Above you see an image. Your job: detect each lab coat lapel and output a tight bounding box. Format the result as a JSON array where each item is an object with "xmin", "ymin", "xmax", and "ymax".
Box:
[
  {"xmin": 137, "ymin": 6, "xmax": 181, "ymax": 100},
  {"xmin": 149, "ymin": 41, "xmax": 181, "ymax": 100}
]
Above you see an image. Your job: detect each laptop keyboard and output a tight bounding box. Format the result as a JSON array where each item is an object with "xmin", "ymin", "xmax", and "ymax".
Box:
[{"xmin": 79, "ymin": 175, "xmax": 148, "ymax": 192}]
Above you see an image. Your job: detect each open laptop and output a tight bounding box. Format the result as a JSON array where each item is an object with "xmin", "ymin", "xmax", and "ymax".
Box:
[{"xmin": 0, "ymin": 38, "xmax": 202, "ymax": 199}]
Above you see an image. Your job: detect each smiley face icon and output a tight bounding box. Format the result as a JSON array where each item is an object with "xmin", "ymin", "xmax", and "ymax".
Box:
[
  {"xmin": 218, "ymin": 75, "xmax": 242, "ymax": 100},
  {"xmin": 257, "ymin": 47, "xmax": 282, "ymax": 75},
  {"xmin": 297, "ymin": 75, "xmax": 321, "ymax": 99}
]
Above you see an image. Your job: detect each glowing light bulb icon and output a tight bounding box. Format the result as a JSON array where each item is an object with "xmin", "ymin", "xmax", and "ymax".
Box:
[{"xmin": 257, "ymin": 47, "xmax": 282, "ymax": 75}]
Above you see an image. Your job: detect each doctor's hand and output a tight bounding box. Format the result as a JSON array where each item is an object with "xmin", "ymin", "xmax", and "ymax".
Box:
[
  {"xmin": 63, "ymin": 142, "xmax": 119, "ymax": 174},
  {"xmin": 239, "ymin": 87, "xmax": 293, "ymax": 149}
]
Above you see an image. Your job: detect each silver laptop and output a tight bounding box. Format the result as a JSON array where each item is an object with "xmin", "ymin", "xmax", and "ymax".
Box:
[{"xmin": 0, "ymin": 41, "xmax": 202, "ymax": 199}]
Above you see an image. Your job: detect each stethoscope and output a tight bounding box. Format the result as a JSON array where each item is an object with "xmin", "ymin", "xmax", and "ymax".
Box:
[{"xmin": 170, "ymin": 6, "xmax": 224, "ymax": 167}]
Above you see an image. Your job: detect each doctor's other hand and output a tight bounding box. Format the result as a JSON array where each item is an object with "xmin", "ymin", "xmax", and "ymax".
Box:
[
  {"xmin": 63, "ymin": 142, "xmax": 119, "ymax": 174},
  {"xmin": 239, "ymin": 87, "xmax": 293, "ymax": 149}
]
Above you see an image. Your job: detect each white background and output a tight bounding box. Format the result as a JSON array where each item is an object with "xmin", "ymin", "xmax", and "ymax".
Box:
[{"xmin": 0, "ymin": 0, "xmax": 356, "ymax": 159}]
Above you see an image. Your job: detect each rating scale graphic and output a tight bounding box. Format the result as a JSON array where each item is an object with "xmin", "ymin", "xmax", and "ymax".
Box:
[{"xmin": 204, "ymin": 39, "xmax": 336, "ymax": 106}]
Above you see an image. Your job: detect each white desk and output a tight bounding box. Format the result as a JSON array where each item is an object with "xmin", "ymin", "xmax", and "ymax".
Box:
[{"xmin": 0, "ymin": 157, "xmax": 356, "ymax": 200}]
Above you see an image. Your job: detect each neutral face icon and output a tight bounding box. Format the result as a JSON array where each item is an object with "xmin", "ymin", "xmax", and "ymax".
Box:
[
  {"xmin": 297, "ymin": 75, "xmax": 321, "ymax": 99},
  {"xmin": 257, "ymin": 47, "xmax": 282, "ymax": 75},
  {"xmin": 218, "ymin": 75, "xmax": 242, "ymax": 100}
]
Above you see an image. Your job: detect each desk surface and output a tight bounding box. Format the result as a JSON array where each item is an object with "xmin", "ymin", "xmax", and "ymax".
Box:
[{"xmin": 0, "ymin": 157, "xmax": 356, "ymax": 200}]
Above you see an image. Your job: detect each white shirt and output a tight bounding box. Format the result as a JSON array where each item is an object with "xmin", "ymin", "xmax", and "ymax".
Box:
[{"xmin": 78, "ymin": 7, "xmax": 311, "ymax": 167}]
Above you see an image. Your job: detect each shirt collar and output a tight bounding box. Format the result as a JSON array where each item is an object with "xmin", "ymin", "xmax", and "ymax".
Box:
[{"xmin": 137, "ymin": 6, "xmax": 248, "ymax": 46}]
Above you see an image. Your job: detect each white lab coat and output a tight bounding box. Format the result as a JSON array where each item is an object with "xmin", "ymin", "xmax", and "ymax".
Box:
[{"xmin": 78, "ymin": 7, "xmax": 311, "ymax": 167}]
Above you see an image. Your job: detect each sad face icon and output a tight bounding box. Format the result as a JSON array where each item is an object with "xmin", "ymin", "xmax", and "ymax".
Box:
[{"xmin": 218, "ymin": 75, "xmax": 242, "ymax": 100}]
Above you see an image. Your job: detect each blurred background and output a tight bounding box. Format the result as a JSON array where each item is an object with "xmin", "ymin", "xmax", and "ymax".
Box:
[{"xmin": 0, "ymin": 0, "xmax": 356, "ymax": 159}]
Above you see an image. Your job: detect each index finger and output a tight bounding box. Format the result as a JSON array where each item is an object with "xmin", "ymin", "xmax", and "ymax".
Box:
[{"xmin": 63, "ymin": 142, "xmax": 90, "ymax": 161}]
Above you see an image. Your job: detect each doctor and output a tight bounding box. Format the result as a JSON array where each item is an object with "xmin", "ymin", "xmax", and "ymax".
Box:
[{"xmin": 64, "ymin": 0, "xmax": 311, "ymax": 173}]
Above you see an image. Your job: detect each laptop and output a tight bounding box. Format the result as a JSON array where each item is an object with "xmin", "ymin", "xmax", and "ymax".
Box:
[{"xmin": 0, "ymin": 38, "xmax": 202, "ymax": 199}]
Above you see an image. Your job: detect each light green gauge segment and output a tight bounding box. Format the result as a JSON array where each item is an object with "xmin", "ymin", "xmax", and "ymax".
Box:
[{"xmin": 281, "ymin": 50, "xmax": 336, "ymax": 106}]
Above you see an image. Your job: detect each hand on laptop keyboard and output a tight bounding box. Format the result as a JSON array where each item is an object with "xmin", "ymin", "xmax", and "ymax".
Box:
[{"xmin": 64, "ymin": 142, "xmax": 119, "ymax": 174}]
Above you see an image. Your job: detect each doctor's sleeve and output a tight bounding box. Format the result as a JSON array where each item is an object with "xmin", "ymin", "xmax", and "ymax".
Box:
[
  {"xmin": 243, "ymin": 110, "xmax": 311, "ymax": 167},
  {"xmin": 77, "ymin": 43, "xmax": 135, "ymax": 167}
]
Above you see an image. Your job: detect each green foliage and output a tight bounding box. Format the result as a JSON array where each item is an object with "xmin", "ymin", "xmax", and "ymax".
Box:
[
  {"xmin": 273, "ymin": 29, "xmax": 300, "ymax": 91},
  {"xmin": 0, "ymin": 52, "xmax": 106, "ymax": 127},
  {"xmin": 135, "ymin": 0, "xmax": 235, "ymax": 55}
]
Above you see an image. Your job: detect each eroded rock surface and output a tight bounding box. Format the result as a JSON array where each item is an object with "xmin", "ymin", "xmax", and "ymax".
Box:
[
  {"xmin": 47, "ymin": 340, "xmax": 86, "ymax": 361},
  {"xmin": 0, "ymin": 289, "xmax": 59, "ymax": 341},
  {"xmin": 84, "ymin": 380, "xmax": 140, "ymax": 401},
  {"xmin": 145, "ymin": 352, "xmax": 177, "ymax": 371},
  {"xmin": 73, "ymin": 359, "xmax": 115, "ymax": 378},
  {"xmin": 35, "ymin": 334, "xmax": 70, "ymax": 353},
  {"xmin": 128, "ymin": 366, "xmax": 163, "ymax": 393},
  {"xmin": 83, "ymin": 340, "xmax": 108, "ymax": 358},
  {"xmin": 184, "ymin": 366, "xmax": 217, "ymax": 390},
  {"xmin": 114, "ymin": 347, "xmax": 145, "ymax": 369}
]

....................

§ WHAT IS NEEDED
Starting at the line that contains "Above you see an image. Your job: detect each eroded", write out every line to the end of the entries, exactly as given.

§ REPLY
Above you see an image. Your job: detect each eroded rock surface and output a tight bounding box. Format the result as a JSON array where each item is an object with "xmin", "ymin", "xmax", and "ymax".
Box:
[
  {"xmin": 47, "ymin": 340, "xmax": 86, "ymax": 361},
  {"xmin": 0, "ymin": 289, "xmax": 59, "ymax": 341},
  {"xmin": 84, "ymin": 380, "xmax": 140, "ymax": 401},
  {"xmin": 145, "ymin": 352, "xmax": 177, "ymax": 371},
  {"xmin": 73, "ymin": 359, "xmax": 115, "ymax": 378},
  {"xmin": 35, "ymin": 334, "xmax": 70, "ymax": 353},
  {"xmin": 128, "ymin": 366, "xmax": 163, "ymax": 393},
  {"xmin": 83, "ymin": 340, "xmax": 108, "ymax": 358},
  {"xmin": 184, "ymin": 366, "xmax": 217, "ymax": 390},
  {"xmin": 114, "ymin": 347, "xmax": 145, "ymax": 369}
]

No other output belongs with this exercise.